* Zu erledigende Aufgaben
- A) Übersetze aus dem Text über Chymotrypsin diesen Satz ins Englische: „Dadurch wurde die an der Cornell Universität formulierte Hypothese bewiesen.“
- B) Schreib aus dem Text über Chymotrypsin die Stelle von „Die Hauptthese der“ bis „der enzymatischen Aktivität.“ genau ab.

* Auszug der Seite
Die Hauptthese der Doktorarbeit von H war die Existenz einer Konformations-änderung in Chymotrypsin, die den katalytischen Vorgang begleitete und regulierte. Die Titrationskurven hatten gezeigt, dass diese Konformations-änderung durch eine vom Substrat verursachte pK-Verschiebung einer jonisierenden Gruppe von einem pK-Wert um 9 ausgelöst wurde. Diese Gruppe wurde wegen ihrem pK-Wert und der Inaktivierung des Enzyms durch eine selektive Azetylierung der α-Aminogruppen vorläufig als ein N-Terminus identifiziert. In der später aufgeklärte räumliche Struktur wurde diese Aminogruppe als der N-Terminus der B-Kette des Enzyms erkannt. Er fungierte als Schalter der enzymatischen Aktivität.

In Göttingen, wo Professor Eigen und seine Mitarbeiter die chemischen Relaxationsverfahren entwickelt hatten, die ein Studium der Elementarschritte einer chemischen Reaktion erlaubten, hatte Professor Hess ein Projekt über die Kinetik der Wechselwirkungen zwischen Chymotrypsin und dem chromogenen, kompetitiven Inhibitor Proflavin angefangen. Es wurde von H weitergeführt. Seine Ergebnisse zeigten eindeutig, dass die anfängliche Bindung von Proflavin an das Enzym von einer Isomerisierung des Enzym-Inhibitor-Komplekses nachfolgt wurde. Dadurch wurde die an der Cornell Universität formulierte Hypothese bewiesen.

[Zeilen aus einem Datensatz]
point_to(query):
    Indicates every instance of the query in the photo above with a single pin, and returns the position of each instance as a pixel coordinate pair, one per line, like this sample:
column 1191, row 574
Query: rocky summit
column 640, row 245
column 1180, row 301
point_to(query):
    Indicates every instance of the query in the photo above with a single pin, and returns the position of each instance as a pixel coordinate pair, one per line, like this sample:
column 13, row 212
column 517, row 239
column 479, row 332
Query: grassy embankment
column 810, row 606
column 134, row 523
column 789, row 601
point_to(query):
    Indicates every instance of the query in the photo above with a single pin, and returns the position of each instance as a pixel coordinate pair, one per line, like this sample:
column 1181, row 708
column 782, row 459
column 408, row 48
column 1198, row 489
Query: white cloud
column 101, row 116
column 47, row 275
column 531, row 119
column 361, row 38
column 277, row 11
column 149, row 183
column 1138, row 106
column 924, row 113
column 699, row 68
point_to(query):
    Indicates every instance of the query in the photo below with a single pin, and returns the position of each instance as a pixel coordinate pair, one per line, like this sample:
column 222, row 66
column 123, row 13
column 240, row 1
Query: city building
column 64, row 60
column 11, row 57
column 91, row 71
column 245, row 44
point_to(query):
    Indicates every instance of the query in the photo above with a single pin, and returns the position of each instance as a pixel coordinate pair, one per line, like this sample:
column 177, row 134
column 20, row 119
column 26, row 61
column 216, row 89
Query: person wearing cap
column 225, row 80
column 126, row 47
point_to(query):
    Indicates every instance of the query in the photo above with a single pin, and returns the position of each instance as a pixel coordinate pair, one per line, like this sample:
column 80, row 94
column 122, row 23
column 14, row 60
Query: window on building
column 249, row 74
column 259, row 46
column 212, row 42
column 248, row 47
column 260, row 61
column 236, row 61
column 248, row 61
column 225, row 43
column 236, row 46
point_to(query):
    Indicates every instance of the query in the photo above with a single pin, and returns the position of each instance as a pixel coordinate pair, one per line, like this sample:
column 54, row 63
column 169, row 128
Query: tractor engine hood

* Antworten je Aufgabe
- A) This proved the hypothesis formulated at Cornell University.

- B)
Die Hauptthese der Doktorarbeit von H war die Existenz einer Konformations-änderung in Chymotrypsin, die den katalytischen Vorgang begleitete und regulierte. Die Titrationskurven hatten gezeigt, dass diese Konformations-änderung durch eine vom Substrat verursachte pK-Verschiebung einer jonisierenden Gruppe von einem pK-Wert um 9 ausgelöst wurde. Diese Gruppe wurde wegen ihrem pK-Wert und der Inaktivierung des Enzyms durch eine selektive Azetylierung der α-Aminogruppen vorläufig als ein N-Terminus identifiziert. In der später aufgeklärte räumliche Struktur wurde diese Aminogruppe als der N-Terminus der B-Kette des Enzyms erkannt. Er fungierte als Schalter der enzymatischen Aktivität.